====== EXTRACT TO READ

Kawasaki is a brand of bicycle produced by various manufacturers from time to time since the 1970s. The bicycle types have included BMX, mountain, fatbikes, and e-bikes. Manufacturers have included Huffy, CGF Factory, and Diavelo. Promotion of the Kawasaki BMX brand included sponsoring BMX racing.

BMX
Kawasaki BMX bicycles were welded by Triple-A Accessories in southern California in the 1970s. Frames were made from steel and aluminum with TIG and MIG welders. The frames had a rear suspension consisting of a swingarm supported by a spring on each side. The front fork was attached to the frame by a triple clamp but was not telescopic, even though the bottom of the stanchions were covered by a boots to give the appearance of being telescopic. The bikes had banana-style seats and BMX-style handlebars.

============
====== RECORD SET

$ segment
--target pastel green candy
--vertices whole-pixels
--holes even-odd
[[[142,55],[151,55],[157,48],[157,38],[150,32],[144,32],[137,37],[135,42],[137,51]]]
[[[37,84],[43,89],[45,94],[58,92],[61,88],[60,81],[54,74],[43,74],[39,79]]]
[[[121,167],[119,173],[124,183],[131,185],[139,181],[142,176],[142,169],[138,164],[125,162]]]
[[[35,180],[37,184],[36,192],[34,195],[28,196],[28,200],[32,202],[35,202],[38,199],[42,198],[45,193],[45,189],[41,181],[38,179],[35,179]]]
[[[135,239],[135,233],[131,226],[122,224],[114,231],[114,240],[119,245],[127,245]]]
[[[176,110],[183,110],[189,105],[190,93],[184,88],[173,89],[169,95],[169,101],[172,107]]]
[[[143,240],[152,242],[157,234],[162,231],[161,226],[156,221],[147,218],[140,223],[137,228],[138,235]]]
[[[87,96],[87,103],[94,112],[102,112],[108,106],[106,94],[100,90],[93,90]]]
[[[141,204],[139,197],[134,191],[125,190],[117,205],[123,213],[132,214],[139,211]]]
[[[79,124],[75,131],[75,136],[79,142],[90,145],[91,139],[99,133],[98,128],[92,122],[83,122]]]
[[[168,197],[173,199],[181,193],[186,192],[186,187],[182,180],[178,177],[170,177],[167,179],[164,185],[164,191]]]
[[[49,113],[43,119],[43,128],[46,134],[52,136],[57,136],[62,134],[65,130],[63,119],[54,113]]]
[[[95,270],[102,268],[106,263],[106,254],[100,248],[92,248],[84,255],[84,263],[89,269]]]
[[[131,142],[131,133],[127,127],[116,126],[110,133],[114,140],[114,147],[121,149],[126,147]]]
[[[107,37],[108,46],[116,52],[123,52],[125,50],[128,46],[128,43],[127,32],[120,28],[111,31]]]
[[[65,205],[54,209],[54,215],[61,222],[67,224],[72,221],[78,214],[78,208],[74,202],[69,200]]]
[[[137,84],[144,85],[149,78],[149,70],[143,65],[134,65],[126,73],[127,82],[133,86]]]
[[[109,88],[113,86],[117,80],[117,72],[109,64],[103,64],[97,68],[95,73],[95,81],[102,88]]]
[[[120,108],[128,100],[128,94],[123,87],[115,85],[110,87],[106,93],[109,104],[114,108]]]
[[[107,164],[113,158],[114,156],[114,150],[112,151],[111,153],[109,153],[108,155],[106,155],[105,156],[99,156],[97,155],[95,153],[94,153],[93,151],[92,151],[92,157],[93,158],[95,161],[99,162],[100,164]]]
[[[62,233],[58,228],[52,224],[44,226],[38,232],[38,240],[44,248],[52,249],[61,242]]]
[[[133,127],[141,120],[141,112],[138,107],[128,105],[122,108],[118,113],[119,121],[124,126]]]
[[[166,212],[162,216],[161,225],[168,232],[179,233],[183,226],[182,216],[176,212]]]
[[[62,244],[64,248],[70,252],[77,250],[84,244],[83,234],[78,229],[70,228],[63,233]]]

============

*THE TASKS*
• a. Echo the Kawasaki bicycle article word for word, starting at "Kawasaki is a" and ending at "sponsoring BMX racing.".
• b. According to the Kawasaki bicycle article, which company welded Kawasaki BMX bicycles in the 1970s?
You won't need the entries for anything here.

*RESULTS OF THE TASKS*
• a.
Kawasaki is a brand of bicycle produced by various manufacturers from time to time since the 1970s. The bicycle types have included BMX, mountain, fatbikes, and e-bikes. Manufacturers have included Huffy, CGF Factory, and Diavelo. Promotion of the Kawasaki BMX brand included sponsoring BMX racing.

• b. Triple-A Accessories